▸ **Task prompt**
Rewrite the stretch of records from the line containing "Provide the mask of every instance of the **white" through the line containing "150 37 L 198" as a numbered list, skipping blank lines and leaving out the pictures.

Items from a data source
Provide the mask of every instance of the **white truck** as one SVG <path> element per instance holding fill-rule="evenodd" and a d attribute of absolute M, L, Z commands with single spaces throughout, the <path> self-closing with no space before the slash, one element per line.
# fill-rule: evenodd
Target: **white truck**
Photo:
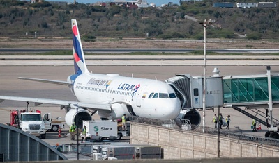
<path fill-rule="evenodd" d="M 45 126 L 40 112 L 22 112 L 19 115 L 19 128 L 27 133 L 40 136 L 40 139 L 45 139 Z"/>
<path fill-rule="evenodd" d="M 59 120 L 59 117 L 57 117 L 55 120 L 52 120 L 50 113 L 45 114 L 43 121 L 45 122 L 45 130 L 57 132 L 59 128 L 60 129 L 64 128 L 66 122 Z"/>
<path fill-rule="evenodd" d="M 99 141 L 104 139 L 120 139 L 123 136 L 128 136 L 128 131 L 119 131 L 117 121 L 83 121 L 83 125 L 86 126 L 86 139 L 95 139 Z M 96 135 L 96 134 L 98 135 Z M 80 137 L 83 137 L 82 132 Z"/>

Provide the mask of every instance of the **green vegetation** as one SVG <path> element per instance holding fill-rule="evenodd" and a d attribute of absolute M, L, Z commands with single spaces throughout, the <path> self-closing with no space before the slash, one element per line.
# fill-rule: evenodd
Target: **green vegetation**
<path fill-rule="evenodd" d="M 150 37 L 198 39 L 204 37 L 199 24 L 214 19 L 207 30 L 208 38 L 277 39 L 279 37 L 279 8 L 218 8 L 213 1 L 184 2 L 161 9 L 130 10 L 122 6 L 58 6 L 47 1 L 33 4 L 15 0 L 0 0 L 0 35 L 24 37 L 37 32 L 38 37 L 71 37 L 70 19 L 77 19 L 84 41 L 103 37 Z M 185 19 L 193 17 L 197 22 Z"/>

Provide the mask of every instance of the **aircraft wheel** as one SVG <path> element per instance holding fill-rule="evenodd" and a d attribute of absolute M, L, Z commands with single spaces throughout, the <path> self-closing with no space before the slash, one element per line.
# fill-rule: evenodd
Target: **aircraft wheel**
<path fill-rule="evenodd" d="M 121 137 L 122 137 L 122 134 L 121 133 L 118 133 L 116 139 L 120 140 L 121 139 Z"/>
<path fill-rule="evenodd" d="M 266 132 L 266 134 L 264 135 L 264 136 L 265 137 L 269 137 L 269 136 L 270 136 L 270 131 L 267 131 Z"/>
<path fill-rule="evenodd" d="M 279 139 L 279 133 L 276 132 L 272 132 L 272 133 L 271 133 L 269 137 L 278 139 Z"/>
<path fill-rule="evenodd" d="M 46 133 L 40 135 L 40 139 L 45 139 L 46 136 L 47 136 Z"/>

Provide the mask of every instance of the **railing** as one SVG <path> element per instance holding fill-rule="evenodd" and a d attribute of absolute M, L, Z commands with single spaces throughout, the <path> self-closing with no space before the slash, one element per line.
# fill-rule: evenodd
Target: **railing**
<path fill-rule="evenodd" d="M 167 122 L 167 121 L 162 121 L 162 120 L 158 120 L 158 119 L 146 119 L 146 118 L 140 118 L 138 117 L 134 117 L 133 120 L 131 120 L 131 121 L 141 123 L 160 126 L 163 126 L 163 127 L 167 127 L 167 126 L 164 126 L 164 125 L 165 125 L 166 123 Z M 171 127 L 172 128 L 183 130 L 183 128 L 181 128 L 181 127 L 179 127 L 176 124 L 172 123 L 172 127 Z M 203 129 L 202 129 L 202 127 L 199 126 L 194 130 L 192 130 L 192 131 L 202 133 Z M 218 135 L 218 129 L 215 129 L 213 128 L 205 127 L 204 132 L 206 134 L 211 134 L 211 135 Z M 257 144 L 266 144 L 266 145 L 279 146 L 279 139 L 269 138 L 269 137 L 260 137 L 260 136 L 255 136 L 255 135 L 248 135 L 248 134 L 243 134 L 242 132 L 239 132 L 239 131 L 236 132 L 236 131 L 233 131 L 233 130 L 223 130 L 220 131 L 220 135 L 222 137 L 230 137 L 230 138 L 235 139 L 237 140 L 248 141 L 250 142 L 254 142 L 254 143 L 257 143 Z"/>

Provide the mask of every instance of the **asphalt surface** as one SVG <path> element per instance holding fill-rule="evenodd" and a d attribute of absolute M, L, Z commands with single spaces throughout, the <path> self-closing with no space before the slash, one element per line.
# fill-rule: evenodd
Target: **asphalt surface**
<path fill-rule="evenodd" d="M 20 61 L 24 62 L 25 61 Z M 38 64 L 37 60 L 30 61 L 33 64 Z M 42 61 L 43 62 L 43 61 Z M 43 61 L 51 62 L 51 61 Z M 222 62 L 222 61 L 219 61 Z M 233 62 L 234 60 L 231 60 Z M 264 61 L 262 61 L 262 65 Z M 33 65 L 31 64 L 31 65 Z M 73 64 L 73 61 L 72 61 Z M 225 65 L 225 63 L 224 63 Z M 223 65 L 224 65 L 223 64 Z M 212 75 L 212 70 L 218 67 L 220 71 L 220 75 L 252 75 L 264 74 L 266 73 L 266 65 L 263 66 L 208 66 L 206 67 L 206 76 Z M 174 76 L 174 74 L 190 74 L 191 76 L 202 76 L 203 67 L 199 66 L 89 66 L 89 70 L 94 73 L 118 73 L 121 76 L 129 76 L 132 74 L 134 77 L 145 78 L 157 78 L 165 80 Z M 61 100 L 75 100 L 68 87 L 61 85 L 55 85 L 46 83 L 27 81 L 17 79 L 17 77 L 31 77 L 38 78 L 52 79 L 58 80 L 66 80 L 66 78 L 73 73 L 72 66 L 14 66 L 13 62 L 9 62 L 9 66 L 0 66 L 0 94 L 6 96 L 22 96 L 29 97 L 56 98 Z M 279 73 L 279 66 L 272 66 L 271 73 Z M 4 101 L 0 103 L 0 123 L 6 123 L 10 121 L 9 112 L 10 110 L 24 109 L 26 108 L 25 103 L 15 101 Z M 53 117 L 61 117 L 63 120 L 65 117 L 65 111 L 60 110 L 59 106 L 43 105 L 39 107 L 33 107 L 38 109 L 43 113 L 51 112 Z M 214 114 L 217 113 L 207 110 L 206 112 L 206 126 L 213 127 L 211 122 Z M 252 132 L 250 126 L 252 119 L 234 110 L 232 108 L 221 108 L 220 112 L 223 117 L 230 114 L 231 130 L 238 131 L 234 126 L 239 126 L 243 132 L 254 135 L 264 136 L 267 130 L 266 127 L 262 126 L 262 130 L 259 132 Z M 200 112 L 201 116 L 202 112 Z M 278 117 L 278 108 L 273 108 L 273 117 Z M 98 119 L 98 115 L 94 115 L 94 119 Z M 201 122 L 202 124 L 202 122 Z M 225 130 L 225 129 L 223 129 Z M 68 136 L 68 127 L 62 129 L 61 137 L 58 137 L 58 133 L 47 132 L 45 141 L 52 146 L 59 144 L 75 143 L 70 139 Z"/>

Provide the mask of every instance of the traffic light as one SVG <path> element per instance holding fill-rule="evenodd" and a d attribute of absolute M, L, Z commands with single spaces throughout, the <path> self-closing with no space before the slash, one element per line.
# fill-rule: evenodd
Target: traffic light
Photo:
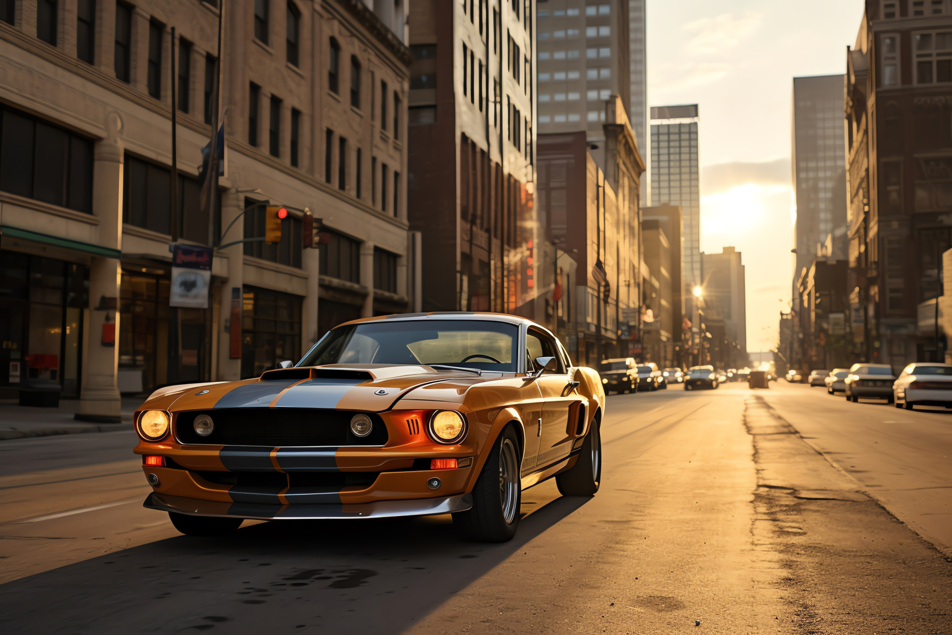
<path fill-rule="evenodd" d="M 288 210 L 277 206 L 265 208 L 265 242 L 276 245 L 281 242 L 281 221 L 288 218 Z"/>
--
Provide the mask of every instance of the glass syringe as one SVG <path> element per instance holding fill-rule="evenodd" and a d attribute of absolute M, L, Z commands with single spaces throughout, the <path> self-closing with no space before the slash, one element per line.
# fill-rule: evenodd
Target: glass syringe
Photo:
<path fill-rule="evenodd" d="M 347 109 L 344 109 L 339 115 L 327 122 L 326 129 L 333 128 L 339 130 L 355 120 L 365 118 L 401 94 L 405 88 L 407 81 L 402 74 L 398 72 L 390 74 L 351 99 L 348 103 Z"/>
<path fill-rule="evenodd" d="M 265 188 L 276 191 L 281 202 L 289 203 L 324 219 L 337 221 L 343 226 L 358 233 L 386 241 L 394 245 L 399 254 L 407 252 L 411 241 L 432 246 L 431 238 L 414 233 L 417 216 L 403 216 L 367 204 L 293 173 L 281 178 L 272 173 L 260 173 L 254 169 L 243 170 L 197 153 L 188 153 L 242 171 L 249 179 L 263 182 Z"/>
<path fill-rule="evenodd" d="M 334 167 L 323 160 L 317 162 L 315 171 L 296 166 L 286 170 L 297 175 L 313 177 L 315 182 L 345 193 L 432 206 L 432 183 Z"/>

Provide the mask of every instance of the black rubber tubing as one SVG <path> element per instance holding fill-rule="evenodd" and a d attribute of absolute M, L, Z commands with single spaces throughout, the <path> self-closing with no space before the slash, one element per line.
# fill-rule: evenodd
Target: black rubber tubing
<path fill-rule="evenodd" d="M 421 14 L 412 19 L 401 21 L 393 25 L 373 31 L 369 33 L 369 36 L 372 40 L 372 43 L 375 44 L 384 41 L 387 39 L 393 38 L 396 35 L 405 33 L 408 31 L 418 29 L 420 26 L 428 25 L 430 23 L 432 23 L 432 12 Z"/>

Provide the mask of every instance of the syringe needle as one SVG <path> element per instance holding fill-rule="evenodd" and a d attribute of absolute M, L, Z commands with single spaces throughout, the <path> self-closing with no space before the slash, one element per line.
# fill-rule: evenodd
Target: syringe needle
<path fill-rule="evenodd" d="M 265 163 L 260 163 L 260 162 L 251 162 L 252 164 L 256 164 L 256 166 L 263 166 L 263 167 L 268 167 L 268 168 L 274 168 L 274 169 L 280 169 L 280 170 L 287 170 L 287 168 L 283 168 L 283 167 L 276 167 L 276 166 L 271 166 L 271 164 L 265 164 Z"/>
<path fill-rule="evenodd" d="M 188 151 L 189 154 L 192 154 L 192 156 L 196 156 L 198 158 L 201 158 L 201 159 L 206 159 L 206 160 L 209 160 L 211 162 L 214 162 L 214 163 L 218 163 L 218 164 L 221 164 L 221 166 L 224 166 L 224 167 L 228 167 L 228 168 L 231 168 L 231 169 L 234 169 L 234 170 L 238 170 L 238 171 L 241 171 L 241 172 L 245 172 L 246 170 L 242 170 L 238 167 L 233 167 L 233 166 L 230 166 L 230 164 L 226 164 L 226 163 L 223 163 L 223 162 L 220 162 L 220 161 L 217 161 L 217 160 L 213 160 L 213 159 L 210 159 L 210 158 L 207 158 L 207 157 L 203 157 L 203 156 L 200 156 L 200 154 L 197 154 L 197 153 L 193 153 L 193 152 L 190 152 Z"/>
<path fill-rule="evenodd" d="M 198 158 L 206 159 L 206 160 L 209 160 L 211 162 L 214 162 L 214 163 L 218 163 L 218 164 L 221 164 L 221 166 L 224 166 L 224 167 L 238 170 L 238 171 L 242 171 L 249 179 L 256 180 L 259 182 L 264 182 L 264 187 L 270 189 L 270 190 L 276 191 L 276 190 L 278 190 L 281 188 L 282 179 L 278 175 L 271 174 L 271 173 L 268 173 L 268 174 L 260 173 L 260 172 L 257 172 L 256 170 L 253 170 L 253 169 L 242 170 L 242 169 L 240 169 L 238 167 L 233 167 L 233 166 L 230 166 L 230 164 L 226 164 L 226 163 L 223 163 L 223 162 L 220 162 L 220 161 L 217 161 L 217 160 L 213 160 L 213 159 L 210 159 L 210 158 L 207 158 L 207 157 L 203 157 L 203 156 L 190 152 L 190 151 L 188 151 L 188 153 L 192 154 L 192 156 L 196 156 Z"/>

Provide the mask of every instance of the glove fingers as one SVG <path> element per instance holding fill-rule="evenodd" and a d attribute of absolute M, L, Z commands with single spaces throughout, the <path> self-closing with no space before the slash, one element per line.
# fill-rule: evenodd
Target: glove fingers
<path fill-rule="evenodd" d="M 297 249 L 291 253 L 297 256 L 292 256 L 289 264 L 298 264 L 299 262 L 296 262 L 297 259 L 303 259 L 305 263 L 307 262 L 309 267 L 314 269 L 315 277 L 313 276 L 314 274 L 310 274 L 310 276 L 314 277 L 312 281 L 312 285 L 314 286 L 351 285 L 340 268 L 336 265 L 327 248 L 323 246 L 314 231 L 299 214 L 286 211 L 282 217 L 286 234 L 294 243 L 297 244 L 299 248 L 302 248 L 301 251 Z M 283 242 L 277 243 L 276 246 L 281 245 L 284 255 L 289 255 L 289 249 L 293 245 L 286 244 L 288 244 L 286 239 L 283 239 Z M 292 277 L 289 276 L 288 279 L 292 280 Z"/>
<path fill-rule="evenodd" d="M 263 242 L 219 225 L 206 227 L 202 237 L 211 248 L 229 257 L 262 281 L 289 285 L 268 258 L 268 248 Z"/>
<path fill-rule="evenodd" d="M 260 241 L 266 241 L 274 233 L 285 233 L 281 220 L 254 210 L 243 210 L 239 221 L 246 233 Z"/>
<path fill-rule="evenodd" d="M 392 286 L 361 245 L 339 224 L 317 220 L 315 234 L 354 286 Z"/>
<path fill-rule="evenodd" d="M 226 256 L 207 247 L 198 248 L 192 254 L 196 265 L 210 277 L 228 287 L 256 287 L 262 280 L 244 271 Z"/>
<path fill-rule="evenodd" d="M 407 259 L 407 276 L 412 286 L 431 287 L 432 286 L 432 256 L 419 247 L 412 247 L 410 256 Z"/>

▸ **Complete response**
1. Provide the mask of every instance of the **white truck** as one SVG <path> element per instance holding fill-rule="evenodd" and a d attribute of absolute M, L, Z commands with single spaces throughout, the <path> self-closing with no space before the slash, one element per line.
2. # fill-rule: evenodd
3. Target: **white truck**
4. Photo:
5. <path fill-rule="evenodd" d="M 45 126 L 40 112 L 22 112 L 19 115 L 19 128 L 27 133 L 40 136 L 40 139 L 45 139 Z"/>
6. <path fill-rule="evenodd" d="M 59 120 L 59 117 L 57 117 L 55 120 L 52 120 L 50 113 L 45 114 L 43 121 L 45 122 L 45 130 L 57 132 L 59 128 L 60 129 L 64 128 L 66 122 Z"/>
7. <path fill-rule="evenodd" d="M 99 141 L 104 139 L 120 139 L 123 136 L 128 136 L 128 131 L 119 131 L 117 121 L 83 121 L 83 125 L 86 126 L 86 139 L 95 139 Z M 96 135 L 96 134 L 98 135 Z M 80 137 L 83 137 L 82 132 Z"/>
8. Provide the mask of every instance of the **green vegetation** as one SVG <path> element per instance holding fill-rule="evenodd" and a d attribute of absolute M, L, Z commands with single spaces throughout, the <path> self-closing with no space before the slash, one element per line.
9. # fill-rule: evenodd
10. Target: **green vegetation**
11. <path fill-rule="evenodd" d="M 150 37 L 198 39 L 204 37 L 199 24 L 214 19 L 207 30 L 208 38 L 277 39 L 279 37 L 279 8 L 218 8 L 213 1 L 184 2 L 161 9 L 130 10 L 122 6 L 58 6 L 47 1 L 33 4 L 15 0 L 0 0 L 0 35 L 24 37 L 37 32 L 38 37 L 71 37 L 70 19 L 77 19 L 84 41 L 103 37 Z M 185 19 L 193 17 L 197 22 Z"/>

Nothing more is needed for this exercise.